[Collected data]
----------------------------------------
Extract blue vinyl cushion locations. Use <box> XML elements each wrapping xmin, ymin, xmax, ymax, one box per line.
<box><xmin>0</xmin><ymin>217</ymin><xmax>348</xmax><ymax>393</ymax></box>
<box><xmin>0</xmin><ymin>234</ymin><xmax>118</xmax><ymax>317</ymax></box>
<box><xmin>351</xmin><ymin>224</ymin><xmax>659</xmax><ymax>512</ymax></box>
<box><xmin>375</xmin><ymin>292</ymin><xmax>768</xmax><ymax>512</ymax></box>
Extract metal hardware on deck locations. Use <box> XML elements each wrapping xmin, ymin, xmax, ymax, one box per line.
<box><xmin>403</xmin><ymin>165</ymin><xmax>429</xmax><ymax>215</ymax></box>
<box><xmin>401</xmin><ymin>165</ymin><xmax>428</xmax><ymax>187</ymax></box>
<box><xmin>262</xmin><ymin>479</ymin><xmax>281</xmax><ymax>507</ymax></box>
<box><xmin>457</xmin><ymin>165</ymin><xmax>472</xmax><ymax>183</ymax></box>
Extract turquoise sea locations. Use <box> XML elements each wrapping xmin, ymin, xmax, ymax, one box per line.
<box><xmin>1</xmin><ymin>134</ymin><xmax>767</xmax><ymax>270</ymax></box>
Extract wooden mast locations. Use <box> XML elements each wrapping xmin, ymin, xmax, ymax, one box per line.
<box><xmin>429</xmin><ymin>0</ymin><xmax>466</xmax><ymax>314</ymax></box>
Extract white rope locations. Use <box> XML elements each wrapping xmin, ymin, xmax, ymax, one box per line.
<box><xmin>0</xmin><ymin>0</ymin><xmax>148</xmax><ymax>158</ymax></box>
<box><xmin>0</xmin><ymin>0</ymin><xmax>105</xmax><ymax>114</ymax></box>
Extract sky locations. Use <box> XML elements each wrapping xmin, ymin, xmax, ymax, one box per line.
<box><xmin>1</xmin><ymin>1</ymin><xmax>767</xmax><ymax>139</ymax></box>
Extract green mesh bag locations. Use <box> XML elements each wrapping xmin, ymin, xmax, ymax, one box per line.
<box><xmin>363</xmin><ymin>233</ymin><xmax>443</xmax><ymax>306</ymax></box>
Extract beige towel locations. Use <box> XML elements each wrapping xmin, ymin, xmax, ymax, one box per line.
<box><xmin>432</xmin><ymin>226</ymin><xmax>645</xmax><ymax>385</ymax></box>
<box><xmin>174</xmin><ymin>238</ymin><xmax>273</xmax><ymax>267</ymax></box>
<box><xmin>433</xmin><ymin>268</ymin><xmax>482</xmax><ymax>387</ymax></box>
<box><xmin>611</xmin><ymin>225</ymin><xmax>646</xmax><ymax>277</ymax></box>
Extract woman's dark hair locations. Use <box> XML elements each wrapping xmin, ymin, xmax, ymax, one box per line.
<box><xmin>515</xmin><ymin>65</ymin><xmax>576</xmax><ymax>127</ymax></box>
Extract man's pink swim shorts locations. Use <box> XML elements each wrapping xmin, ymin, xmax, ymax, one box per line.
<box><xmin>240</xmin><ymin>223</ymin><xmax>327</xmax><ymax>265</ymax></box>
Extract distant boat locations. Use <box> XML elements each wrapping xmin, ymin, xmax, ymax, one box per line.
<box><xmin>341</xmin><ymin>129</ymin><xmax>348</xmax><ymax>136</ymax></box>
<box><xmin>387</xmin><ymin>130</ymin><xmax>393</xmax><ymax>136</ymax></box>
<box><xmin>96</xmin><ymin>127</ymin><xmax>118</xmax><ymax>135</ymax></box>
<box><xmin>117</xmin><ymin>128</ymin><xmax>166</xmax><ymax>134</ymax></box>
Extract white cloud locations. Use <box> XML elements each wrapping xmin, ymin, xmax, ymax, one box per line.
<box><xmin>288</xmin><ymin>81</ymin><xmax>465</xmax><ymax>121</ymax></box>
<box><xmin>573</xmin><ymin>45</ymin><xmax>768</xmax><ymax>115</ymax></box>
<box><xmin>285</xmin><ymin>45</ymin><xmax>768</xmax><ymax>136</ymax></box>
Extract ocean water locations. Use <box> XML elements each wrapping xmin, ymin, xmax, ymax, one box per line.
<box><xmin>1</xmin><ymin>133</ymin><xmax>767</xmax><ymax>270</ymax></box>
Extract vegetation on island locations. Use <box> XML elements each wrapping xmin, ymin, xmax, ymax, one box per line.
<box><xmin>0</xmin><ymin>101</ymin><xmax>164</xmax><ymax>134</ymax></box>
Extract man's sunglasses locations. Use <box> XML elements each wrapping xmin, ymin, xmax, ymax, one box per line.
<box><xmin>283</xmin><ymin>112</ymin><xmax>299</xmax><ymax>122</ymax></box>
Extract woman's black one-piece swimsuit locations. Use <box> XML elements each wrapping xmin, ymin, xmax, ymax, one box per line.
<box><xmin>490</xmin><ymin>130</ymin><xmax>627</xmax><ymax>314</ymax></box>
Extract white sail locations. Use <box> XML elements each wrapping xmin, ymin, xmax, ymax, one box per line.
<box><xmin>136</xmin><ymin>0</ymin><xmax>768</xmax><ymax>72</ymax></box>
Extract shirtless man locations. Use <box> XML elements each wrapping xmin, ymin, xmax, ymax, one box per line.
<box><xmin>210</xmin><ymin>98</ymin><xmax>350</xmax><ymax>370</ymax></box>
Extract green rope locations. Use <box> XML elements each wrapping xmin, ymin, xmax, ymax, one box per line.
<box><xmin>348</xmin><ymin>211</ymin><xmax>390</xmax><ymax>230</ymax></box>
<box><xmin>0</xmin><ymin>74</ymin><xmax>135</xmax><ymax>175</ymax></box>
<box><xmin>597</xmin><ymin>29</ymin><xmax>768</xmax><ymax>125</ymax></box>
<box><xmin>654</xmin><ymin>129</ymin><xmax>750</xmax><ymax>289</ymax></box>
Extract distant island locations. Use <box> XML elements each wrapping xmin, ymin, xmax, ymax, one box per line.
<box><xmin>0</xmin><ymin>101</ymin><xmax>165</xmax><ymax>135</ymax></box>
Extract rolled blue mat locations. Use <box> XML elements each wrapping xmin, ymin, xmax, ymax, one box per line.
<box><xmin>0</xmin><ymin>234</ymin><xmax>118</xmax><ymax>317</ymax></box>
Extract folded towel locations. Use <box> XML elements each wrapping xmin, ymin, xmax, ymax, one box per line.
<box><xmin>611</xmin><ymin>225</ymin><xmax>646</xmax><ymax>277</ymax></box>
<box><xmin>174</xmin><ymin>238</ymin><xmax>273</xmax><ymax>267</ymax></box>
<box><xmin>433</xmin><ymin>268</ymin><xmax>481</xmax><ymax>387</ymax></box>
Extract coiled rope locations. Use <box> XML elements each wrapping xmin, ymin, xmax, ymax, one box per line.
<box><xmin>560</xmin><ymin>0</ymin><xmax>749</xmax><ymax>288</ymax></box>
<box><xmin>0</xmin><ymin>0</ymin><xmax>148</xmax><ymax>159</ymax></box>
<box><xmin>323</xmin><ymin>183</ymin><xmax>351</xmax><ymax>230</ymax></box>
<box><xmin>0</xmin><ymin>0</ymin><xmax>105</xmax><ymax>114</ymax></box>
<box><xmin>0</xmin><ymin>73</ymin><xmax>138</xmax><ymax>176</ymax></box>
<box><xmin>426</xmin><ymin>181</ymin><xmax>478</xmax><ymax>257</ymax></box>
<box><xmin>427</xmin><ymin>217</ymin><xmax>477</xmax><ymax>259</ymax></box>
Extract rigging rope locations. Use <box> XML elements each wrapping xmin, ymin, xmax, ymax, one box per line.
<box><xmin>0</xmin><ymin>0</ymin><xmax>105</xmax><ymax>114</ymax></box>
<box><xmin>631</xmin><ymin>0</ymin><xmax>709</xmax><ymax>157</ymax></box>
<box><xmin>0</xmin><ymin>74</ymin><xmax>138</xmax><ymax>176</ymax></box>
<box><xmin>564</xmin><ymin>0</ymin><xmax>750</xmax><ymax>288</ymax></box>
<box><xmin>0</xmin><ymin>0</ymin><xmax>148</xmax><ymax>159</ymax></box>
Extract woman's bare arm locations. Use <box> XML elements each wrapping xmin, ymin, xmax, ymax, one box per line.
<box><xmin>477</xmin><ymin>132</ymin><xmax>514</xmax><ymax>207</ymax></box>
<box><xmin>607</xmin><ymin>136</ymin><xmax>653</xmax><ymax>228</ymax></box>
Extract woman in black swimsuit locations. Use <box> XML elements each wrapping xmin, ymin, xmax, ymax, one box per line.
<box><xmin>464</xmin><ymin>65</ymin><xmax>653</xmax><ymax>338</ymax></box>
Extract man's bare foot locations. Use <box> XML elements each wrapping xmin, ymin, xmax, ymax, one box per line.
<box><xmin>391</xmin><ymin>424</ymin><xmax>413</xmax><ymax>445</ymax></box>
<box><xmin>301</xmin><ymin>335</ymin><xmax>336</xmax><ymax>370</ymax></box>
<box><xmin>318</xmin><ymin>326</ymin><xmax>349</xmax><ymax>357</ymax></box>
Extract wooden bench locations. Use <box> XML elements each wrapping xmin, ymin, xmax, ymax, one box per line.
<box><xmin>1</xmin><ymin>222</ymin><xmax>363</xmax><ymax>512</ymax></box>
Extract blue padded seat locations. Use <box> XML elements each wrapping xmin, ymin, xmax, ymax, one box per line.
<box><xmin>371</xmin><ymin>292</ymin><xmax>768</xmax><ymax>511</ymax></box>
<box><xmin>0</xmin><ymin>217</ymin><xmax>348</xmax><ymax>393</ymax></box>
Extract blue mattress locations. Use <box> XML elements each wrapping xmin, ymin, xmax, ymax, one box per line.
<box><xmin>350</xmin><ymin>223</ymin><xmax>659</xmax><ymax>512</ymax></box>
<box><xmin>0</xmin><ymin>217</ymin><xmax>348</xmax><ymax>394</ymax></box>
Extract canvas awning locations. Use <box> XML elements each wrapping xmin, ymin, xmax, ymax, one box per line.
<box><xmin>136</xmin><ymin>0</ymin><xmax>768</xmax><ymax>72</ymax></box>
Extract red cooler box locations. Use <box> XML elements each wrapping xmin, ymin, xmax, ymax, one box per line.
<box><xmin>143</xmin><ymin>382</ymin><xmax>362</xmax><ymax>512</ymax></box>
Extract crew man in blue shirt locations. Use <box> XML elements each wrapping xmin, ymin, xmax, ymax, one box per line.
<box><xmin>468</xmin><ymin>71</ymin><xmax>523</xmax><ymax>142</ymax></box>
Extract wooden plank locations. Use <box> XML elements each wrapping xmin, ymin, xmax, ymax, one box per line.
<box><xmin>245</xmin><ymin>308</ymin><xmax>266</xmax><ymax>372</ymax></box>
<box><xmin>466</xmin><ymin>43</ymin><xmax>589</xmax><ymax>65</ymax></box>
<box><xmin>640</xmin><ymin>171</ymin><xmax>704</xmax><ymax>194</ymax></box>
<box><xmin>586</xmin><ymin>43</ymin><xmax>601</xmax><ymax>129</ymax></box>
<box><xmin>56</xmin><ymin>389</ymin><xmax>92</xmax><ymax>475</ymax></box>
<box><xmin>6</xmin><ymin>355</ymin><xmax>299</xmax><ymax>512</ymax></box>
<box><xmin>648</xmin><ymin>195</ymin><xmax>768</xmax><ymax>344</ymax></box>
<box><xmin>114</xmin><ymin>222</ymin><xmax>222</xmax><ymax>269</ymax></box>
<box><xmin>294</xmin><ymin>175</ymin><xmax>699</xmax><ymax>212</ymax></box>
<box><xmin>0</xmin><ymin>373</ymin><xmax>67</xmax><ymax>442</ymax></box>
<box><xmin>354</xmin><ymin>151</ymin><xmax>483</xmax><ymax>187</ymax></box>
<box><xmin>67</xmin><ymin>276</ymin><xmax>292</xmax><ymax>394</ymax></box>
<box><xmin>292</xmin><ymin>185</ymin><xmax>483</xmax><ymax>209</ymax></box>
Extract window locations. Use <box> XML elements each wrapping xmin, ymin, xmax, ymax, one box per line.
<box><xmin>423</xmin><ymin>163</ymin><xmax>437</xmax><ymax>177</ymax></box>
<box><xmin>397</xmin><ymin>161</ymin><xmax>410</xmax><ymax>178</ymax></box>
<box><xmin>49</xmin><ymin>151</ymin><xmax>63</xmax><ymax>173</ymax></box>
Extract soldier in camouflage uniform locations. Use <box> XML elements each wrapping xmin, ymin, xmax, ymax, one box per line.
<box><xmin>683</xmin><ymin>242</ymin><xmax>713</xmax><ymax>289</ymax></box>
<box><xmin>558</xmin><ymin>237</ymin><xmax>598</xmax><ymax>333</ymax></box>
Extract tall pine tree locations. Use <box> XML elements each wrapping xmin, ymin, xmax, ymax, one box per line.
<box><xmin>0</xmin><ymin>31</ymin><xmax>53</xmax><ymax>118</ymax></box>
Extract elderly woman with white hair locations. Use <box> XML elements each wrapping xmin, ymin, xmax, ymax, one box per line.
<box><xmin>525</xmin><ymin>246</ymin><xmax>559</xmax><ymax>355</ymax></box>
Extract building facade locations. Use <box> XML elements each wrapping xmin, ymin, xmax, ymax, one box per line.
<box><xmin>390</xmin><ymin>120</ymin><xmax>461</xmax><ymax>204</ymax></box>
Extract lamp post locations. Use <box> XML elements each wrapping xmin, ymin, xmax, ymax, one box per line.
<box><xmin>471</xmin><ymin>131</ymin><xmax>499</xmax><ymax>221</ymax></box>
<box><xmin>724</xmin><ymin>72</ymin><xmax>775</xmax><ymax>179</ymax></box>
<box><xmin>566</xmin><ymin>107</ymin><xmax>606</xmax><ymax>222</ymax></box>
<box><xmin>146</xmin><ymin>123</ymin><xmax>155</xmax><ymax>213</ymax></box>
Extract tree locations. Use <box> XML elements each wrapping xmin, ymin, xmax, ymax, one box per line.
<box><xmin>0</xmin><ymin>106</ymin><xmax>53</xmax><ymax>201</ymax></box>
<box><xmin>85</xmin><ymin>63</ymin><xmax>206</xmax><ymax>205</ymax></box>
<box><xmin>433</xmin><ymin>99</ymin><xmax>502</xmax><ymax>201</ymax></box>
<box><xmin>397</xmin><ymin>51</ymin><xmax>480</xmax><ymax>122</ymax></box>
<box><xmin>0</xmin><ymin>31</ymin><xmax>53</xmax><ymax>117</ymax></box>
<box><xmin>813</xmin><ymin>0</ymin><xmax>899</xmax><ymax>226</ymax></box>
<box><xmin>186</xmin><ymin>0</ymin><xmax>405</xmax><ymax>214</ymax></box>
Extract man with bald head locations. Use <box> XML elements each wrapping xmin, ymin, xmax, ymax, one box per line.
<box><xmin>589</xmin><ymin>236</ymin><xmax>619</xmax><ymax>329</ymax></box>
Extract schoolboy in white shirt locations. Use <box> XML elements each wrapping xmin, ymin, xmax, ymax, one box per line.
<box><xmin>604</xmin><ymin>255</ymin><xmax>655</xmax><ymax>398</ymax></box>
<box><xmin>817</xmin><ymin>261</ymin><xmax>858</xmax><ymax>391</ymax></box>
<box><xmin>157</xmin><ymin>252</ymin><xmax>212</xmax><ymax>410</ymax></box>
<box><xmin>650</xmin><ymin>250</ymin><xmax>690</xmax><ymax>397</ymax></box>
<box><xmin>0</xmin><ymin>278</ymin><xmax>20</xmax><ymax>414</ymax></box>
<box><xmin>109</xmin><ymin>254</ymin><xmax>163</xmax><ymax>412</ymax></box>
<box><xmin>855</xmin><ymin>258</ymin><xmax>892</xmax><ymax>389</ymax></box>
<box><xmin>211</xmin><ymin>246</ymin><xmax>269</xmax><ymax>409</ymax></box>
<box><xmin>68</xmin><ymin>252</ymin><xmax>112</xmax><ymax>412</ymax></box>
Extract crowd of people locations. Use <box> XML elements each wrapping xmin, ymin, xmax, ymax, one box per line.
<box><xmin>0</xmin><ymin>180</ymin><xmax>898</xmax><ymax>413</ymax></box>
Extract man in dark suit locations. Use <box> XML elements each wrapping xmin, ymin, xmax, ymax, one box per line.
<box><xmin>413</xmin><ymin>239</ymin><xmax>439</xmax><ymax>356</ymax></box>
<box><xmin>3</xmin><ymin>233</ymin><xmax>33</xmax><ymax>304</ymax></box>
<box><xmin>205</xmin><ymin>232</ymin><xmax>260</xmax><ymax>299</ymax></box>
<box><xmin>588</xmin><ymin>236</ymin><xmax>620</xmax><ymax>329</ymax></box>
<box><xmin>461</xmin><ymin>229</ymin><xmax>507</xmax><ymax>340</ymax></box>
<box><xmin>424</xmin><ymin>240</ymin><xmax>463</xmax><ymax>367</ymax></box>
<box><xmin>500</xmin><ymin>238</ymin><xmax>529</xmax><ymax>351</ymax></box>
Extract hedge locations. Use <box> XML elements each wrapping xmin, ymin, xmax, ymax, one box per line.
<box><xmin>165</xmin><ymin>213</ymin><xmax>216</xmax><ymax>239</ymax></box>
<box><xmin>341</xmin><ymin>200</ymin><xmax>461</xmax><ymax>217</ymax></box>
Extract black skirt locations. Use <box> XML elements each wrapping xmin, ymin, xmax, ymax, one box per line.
----------------------------------------
WHAT THIS TASK INVOLVES
Take the lines above from the one holding "Extract man with" to the last and output them exactly.

YOUR SOLUTION
Extract man with bald head locations. Use <box> XML elements each wrapping xmin, ymin, xmax, ymax, one box per line.
<box><xmin>589</xmin><ymin>236</ymin><xmax>619</xmax><ymax>329</ymax></box>
Extract schoolboy in white shirt locations. Use <box> XML elements each wrapping xmin, ymin, xmax, ymax, one box per line.
<box><xmin>604</xmin><ymin>255</ymin><xmax>655</xmax><ymax>398</ymax></box>
<box><xmin>817</xmin><ymin>261</ymin><xmax>858</xmax><ymax>391</ymax></box>
<box><xmin>157</xmin><ymin>252</ymin><xmax>212</xmax><ymax>410</ymax></box>
<box><xmin>650</xmin><ymin>250</ymin><xmax>690</xmax><ymax>397</ymax></box>
<box><xmin>0</xmin><ymin>278</ymin><xmax>20</xmax><ymax>414</ymax></box>
<box><xmin>109</xmin><ymin>254</ymin><xmax>163</xmax><ymax>412</ymax></box>
<box><xmin>855</xmin><ymin>258</ymin><xmax>892</xmax><ymax>389</ymax></box>
<box><xmin>211</xmin><ymin>246</ymin><xmax>269</xmax><ymax>409</ymax></box>
<box><xmin>68</xmin><ymin>252</ymin><xmax>112</xmax><ymax>412</ymax></box>
Extract crowd of people locations. Use <box> XML elements each wrapping xmin, ymin, xmax, ymax, one box per line.
<box><xmin>0</xmin><ymin>180</ymin><xmax>898</xmax><ymax>413</ymax></box>
Extract man in dark suit locations. Use <box> XML elements each wrapping xmin, ymin, xmax, ymax, one box per line.
<box><xmin>413</xmin><ymin>239</ymin><xmax>439</xmax><ymax>356</ymax></box>
<box><xmin>3</xmin><ymin>233</ymin><xmax>33</xmax><ymax>304</ymax></box>
<box><xmin>205</xmin><ymin>232</ymin><xmax>260</xmax><ymax>299</ymax></box>
<box><xmin>588</xmin><ymin>236</ymin><xmax>620</xmax><ymax>329</ymax></box>
<box><xmin>461</xmin><ymin>229</ymin><xmax>507</xmax><ymax>340</ymax></box>
<box><xmin>424</xmin><ymin>240</ymin><xmax>463</xmax><ymax>367</ymax></box>
<box><xmin>500</xmin><ymin>238</ymin><xmax>529</xmax><ymax>351</ymax></box>
Extract hedge locations. Use <box> XML elements each wrapping xmin, ymin, xmax, ymax, one box per line.
<box><xmin>165</xmin><ymin>213</ymin><xmax>216</xmax><ymax>239</ymax></box>
<box><xmin>341</xmin><ymin>200</ymin><xmax>461</xmax><ymax>217</ymax></box>
Extract black skirt locations. Use <box> XML elements each wrapping xmin, ymin, xmax, ymax, one box per line.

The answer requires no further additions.